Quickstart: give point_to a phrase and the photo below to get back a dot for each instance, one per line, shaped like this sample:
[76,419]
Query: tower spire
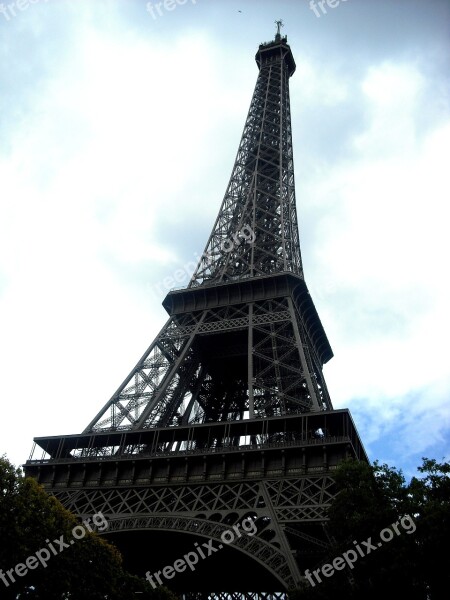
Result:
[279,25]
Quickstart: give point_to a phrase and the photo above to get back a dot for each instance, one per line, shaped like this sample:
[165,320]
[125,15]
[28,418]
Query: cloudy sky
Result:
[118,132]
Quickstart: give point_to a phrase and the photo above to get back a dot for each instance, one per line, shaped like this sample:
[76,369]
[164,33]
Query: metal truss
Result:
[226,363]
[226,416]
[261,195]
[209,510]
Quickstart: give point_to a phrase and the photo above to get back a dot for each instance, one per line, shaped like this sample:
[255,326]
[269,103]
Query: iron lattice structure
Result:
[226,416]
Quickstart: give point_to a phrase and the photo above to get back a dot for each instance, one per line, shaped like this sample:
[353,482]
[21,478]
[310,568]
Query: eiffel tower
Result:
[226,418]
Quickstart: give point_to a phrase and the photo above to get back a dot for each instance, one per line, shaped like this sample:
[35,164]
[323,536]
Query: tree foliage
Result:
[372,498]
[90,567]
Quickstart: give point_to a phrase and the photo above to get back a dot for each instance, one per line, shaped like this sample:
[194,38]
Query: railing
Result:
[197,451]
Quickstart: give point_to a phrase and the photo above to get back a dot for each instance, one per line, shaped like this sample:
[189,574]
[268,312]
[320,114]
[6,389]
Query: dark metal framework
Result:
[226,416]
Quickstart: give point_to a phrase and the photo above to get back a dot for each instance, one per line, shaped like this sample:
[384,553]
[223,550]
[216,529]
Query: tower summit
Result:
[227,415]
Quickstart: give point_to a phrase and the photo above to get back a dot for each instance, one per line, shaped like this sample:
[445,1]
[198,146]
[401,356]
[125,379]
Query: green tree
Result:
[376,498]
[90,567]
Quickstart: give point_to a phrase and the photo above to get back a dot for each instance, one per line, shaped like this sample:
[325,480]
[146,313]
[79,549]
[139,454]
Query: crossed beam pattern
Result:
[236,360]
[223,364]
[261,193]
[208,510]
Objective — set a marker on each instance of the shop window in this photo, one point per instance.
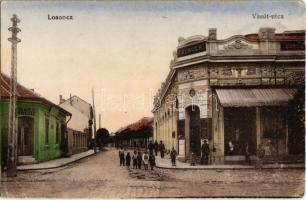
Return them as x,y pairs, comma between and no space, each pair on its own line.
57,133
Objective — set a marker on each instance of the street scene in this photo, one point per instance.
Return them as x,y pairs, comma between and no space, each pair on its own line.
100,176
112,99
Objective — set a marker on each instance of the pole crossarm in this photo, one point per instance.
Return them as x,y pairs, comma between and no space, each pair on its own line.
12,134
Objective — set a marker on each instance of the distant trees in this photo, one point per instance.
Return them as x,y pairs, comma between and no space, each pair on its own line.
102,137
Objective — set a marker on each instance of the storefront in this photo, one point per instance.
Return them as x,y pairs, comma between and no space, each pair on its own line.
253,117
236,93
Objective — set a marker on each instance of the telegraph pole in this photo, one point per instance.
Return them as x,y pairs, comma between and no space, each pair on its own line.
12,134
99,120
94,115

────────────────────────────────────────

# What is required:
For every line of the records that includes the string "tower", add one to a tally; the answer is that tally alone.

# Task output:
3